(Stored items from a collection)
=-=-=-=-=

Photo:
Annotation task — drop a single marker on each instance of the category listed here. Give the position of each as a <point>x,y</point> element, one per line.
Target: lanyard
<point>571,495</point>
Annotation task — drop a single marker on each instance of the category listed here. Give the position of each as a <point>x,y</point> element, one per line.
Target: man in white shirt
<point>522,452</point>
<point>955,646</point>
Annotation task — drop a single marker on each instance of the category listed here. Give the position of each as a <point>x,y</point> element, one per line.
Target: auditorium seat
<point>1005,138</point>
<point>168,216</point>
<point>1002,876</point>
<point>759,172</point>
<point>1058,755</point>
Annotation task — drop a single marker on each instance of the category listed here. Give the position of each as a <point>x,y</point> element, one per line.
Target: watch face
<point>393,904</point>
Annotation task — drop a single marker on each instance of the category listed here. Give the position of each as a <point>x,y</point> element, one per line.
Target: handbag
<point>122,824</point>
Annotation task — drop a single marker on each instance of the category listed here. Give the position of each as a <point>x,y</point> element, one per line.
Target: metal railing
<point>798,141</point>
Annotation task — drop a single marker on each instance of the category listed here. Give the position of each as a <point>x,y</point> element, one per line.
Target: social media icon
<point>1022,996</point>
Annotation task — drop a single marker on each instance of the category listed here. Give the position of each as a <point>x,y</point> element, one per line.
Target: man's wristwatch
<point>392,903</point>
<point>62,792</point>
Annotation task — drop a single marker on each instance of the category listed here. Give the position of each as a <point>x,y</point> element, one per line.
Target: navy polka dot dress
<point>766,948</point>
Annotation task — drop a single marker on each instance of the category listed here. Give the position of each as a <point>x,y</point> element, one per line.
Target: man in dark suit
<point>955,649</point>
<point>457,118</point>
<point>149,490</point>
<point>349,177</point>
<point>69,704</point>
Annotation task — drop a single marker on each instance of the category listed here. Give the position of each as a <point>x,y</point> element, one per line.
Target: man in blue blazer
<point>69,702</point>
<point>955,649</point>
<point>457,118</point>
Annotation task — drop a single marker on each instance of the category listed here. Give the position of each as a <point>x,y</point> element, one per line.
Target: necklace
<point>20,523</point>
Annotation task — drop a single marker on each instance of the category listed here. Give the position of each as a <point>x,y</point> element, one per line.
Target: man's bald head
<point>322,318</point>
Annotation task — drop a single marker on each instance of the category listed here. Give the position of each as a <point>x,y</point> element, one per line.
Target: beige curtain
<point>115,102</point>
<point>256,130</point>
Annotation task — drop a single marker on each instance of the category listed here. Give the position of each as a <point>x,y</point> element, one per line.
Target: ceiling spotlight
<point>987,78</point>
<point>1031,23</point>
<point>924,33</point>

=-=-=-=-=

▸ **Task brief**: Copy the entries above exactly, so that each line matches the original.

▸ **Answer for the task**:
Photo:
Annotation task — drop a single marker on each instance of the category listed here. Give the position of each as a <point>x,y</point> element, one per line.
Target: lanyard
<point>571,495</point>
Annotation task — drop a single marker on each instance of the category listed here. Give the position of each as a <point>x,y</point> element, one per line.
Target: man in white shirt
<point>522,452</point>
<point>955,646</point>
Annotation task — drop a single marker on each instance of the category listed here. Give the position of each as a <point>x,y</point> element, one per line.
Target: auditorium seat
<point>1005,138</point>
<point>168,216</point>
<point>1002,876</point>
<point>759,172</point>
<point>1058,755</point>
Annotation task — drop a single marker on each instance of the category listed here. Give the position of each as a <point>x,y</point> element, one per line.
Target: watch face
<point>393,904</point>
Annotation task — drop a single marker on each instance of the category listed here. Give the position of each as a <point>x,y</point> element, one per line.
Target: handbag
<point>122,824</point>
Annotation task — drop a single marker on each instance of the category listed here. Give the position of each as a <point>x,y</point> element, one per line.
Target: metal railing
<point>798,141</point>
Annotation task — drop a single marker on each instance of the category listed here. Give the position of each as a <point>x,y</point> element, one per line.
Target: social media icon
<point>1022,996</point>
Annotation task — drop a single marker on each instance of the category listed here. Give the position of each as a <point>x,y</point> element, one per line.
Target: man's wristwatch
<point>392,903</point>
<point>62,792</point>
Annotation task — drop a single marker on each instance of the category listed here. Give the position of each as a <point>x,y</point> element, one per line.
Target: navy polka dot dress
<point>766,948</point>
Annotation task — drop a single marker on each instance of the category listed here. Give the position of each as a <point>x,y</point> element, one per line.
Target: man in dark suit
<point>955,649</point>
<point>457,118</point>
<point>149,490</point>
<point>349,177</point>
<point>69,704</point>
Annotation task — drop a single marker on each instance of the category listed here. Give the position of each as a <point>x,y</point> element, one per line.
Target: man in blue blazer
<point>69,702</point>
<point>955,649</point>
<point>457,118</point>
Annotation task — drop a single marker on each instance of the category listed here. Give the position of each as a <point>x,y</point> element, one per line.
Target: necklace
<point>20,523</point>
Annotation task — drop a single marker on each instance of the category listed here. Give the position of each as a <point>x,y</point> element, one per line.
Target: man's bald head
<point>322,318</point>
Annotation task — drop a single marker on each instance of the category listed here. Give the position of each as a <point>x,y</point> element, one per line.
Target: beige curtain
<point>115,102</point>
<point>256,130</point>
Annotation task — drop a single marker on each instance of the category listed here. Give the position of each as a <point>x,y</point> element, one per line.
Target: ceiling spotlight
<point>987,78</point>
<point>1031,23</point>
<point>924,33</point>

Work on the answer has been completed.